» WORK REQUIRED:
Set down, word for word, the portion of the text on paying for drug rehab starting with "And like other" and going on through "variety of sources.".

» SOURCE TEXT:
+++

If you’re unsure of who pays for drug rehab, know this: Someone does.

Despite some of the mystique surrounding drug and alcohol treatment, it’s a medical service provided like any other. If you break your arm, the continuum of care is relatively straightforward: You go to the emergency room, you get X-rayed, you get a cast, and you’re sent home with instructions for follow-up care and/or therapy.

The problem is that addiction and alcoholism treatment “have traditionally been delivered separately from other mental health and general health care services,” according to the Surgeon General’s report “Facing Addiction in America.” However, the report goes on to add, “Substance use disorders are medical conditions and their treatment has impacts on and is impacted by other mental and physical health conditions.”

And like other medical conditions, healing and recovery from them costs money. So who pays for drug rehab? Financing can come from a variety of sources.

+++

» RECORD EXCERPTS:
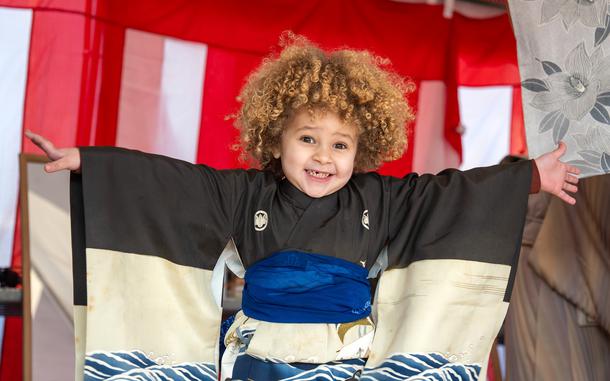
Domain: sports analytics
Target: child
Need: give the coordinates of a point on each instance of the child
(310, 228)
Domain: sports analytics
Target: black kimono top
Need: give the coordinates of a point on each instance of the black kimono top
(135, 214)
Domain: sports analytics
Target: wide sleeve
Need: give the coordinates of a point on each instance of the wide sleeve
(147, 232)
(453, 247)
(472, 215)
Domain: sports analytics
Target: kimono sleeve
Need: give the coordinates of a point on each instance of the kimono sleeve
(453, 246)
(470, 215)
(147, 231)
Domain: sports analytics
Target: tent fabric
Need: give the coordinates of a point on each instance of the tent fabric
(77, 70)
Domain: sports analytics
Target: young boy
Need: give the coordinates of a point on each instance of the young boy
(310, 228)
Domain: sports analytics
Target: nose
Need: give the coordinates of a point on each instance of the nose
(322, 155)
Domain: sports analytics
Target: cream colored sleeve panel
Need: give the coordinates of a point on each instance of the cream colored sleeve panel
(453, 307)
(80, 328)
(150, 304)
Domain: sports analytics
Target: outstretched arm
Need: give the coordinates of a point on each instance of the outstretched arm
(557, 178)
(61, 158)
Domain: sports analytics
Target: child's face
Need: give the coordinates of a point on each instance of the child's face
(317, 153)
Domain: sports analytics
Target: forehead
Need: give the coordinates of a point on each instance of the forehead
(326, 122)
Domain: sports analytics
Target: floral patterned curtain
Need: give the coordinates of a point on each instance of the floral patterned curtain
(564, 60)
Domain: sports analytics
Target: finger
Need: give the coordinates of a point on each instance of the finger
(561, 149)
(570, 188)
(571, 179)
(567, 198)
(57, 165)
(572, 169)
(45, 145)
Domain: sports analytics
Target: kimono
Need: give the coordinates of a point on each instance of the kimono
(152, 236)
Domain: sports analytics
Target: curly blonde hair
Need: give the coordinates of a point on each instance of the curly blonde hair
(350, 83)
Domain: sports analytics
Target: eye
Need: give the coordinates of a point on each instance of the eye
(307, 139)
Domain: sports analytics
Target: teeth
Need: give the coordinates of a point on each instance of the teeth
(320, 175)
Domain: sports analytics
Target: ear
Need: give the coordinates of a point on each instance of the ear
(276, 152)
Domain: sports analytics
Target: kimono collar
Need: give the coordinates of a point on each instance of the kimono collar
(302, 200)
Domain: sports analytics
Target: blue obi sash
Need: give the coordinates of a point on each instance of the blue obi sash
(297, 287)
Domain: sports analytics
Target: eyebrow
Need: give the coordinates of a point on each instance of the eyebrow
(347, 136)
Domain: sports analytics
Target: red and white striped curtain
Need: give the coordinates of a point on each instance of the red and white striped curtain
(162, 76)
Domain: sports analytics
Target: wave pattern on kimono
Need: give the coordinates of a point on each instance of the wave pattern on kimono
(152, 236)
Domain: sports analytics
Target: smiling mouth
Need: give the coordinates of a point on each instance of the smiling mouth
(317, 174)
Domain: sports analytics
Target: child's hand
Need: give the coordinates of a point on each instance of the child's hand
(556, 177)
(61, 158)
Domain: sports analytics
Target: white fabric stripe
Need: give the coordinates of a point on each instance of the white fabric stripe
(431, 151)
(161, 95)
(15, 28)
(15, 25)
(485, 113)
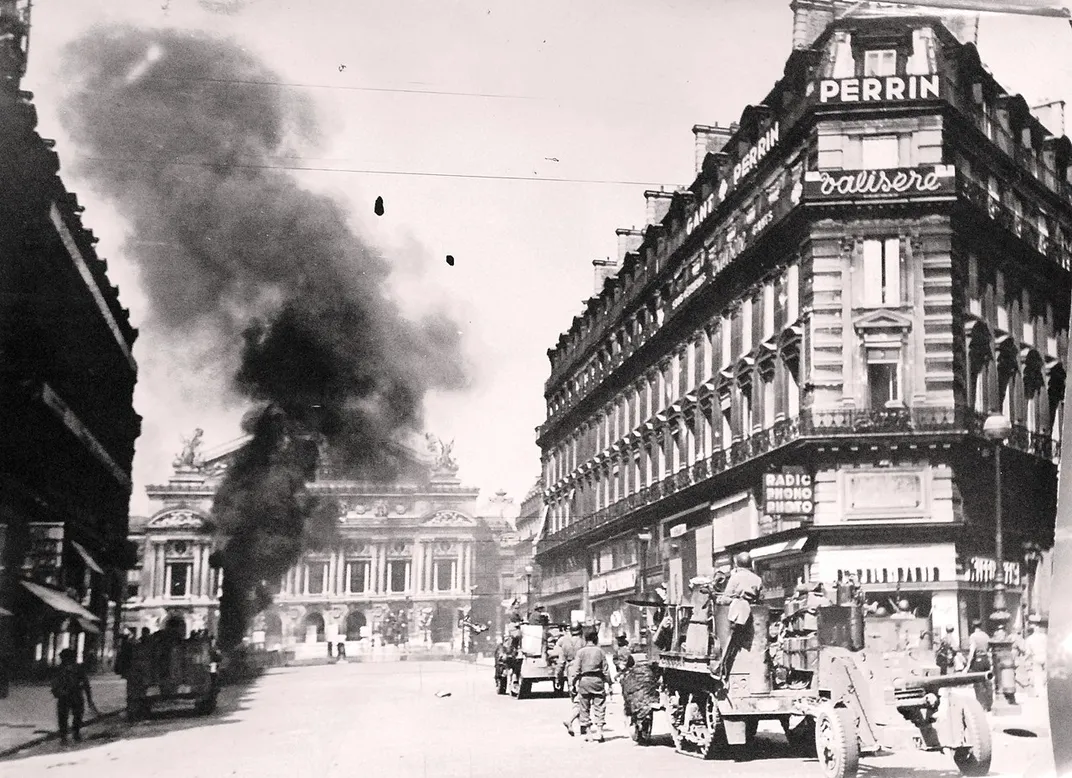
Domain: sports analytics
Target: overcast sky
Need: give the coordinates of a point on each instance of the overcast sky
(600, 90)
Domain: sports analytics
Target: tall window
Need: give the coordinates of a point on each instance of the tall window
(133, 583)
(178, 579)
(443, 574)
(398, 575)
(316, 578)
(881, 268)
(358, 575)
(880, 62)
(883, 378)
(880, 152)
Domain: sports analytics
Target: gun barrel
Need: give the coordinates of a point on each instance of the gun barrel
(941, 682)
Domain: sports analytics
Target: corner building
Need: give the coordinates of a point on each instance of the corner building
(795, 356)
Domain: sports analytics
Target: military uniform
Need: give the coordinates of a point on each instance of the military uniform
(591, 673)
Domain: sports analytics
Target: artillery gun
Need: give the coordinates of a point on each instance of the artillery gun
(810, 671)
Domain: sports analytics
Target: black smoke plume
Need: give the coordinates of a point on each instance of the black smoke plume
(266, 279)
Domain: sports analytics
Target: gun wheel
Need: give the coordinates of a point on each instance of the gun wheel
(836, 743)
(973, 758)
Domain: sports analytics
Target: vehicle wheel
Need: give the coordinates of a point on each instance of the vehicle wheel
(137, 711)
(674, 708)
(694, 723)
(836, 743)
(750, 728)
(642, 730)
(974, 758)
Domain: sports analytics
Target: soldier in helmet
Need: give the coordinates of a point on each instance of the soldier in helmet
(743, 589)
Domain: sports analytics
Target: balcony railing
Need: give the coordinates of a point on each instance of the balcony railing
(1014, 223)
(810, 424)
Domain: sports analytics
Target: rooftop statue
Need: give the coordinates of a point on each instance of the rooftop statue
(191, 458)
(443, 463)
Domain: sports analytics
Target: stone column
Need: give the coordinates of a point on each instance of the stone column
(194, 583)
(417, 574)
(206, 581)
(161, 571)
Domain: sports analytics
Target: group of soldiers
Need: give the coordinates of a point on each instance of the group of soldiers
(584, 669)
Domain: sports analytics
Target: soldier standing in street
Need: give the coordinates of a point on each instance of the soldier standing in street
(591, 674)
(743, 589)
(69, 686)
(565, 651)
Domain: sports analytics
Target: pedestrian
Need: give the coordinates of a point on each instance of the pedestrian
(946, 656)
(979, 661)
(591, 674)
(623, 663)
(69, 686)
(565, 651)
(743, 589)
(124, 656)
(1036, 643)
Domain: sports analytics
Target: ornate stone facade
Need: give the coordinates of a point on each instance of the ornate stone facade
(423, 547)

+++

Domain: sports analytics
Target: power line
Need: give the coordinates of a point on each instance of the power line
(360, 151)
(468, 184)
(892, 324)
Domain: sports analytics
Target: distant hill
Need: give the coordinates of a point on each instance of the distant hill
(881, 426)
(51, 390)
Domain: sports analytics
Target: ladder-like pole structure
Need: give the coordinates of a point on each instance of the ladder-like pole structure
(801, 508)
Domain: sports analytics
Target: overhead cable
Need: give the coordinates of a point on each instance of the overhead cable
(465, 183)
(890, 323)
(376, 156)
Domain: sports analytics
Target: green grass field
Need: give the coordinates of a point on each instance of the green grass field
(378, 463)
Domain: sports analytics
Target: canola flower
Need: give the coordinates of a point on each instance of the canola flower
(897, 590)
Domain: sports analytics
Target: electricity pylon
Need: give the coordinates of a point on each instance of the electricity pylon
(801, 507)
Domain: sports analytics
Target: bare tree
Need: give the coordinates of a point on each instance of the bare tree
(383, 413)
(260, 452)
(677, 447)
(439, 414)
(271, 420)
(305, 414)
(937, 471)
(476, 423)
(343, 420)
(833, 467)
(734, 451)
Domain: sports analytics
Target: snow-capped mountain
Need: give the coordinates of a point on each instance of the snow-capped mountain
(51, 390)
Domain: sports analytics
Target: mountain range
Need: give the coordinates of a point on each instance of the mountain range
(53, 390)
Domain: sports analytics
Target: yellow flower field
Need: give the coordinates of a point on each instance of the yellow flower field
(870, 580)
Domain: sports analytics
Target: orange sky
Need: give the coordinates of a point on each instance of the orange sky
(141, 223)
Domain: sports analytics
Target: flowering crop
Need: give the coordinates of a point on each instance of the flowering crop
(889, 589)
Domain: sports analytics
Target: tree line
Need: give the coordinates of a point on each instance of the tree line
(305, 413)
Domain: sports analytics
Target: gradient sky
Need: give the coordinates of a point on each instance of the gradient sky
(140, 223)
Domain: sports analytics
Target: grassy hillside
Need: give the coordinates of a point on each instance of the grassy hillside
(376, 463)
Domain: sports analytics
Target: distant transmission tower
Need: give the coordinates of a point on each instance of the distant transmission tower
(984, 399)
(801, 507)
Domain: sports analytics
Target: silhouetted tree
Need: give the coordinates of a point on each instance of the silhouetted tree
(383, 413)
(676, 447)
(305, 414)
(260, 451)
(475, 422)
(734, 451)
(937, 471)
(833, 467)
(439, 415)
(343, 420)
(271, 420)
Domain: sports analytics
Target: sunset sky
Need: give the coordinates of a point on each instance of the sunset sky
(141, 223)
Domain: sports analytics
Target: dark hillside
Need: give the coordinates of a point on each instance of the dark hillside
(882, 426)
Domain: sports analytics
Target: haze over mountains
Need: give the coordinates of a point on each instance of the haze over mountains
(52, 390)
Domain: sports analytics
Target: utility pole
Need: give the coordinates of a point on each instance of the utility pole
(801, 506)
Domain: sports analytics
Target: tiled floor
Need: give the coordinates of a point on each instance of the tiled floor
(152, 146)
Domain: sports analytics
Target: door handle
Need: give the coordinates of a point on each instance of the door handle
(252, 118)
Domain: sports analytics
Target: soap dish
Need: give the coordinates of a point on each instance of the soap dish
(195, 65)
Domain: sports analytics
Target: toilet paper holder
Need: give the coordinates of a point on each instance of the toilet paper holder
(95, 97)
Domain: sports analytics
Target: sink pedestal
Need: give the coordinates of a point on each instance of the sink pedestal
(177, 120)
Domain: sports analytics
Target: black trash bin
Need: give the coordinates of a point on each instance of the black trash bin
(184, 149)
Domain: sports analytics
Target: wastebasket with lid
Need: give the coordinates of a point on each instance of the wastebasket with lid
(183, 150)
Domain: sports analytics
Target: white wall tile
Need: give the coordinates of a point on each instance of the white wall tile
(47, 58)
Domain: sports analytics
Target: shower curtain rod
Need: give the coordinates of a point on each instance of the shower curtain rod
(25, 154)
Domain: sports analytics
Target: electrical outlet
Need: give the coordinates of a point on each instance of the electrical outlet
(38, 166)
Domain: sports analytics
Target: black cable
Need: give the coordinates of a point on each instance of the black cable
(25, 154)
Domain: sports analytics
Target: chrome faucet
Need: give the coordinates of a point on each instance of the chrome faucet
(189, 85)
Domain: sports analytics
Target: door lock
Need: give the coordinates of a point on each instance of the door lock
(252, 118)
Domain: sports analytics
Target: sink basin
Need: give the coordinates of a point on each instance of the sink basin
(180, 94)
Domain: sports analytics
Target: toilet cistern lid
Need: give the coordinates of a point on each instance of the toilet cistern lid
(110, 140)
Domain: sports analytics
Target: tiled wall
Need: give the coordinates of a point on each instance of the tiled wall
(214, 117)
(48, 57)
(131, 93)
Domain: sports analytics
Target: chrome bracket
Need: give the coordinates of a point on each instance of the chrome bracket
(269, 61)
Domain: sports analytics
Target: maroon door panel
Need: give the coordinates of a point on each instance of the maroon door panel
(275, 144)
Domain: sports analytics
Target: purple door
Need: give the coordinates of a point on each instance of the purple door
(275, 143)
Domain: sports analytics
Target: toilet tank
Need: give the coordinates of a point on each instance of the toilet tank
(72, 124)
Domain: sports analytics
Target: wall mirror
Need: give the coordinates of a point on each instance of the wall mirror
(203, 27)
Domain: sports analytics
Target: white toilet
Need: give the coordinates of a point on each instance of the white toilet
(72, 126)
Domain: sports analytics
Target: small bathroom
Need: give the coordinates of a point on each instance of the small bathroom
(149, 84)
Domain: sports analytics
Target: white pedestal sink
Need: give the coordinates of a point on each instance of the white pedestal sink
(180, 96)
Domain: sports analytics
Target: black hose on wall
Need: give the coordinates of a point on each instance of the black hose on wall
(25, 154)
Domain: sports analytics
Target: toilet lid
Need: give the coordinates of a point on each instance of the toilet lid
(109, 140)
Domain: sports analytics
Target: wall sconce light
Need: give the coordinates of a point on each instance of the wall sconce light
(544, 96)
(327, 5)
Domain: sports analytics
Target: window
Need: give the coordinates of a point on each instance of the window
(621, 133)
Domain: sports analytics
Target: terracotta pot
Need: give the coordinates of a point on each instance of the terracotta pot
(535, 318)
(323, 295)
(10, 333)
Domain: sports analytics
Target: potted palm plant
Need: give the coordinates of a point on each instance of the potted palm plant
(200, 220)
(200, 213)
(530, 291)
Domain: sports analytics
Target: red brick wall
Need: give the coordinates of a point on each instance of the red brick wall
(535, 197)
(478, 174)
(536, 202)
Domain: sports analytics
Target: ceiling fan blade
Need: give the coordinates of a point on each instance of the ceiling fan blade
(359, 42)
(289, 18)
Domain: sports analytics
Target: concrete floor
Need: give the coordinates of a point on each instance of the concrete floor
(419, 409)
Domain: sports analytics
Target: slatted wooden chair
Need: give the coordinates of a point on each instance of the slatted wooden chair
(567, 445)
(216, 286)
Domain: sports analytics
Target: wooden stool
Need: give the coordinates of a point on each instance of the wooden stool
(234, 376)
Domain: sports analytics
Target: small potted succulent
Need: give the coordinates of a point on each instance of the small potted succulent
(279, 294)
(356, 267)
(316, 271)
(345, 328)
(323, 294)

+++

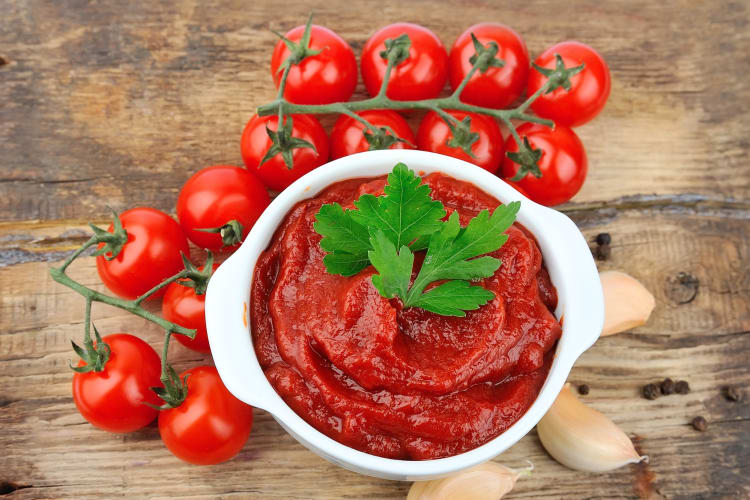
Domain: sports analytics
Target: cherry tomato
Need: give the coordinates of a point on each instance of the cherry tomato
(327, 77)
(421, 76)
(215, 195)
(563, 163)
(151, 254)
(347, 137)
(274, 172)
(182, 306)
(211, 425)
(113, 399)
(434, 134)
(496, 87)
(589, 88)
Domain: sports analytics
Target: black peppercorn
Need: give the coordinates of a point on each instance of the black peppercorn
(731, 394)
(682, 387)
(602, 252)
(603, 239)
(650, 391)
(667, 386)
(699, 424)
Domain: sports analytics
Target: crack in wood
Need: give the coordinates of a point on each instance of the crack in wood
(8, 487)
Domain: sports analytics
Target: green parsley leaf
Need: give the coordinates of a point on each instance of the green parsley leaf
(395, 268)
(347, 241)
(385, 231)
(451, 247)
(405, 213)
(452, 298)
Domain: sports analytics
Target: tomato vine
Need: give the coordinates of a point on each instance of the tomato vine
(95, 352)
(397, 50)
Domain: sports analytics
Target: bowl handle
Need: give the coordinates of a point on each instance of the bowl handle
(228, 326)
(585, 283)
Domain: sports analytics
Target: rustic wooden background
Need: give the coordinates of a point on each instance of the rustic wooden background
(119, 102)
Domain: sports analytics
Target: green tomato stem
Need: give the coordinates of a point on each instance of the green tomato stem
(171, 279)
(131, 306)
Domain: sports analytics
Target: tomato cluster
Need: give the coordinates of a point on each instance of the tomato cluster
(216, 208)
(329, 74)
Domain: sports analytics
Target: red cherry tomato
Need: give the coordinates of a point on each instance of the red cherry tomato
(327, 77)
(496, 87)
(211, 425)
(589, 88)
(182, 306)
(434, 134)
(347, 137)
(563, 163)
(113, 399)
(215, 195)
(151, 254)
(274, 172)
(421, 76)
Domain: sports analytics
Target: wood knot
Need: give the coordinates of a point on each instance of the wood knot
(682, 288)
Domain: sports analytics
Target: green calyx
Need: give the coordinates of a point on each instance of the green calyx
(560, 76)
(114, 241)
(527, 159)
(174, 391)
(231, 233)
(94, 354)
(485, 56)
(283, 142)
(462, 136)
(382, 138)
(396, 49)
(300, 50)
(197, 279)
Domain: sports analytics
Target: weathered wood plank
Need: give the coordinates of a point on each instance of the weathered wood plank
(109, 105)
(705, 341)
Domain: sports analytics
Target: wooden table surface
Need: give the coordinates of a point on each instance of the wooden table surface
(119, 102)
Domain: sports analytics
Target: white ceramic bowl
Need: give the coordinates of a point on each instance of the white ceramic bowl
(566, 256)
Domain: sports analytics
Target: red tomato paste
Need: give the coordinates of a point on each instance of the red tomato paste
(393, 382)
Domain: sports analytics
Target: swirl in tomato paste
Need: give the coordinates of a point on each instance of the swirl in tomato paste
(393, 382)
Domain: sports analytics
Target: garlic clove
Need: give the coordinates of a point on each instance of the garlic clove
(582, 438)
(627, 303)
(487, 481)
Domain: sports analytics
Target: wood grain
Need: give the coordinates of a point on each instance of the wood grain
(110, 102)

+++

» RESULT OF THE EXERCISE:
And like other medical conditions, healing and recovery from them costs money. So who pays for drug rehab? Financing can come from a variety of sources.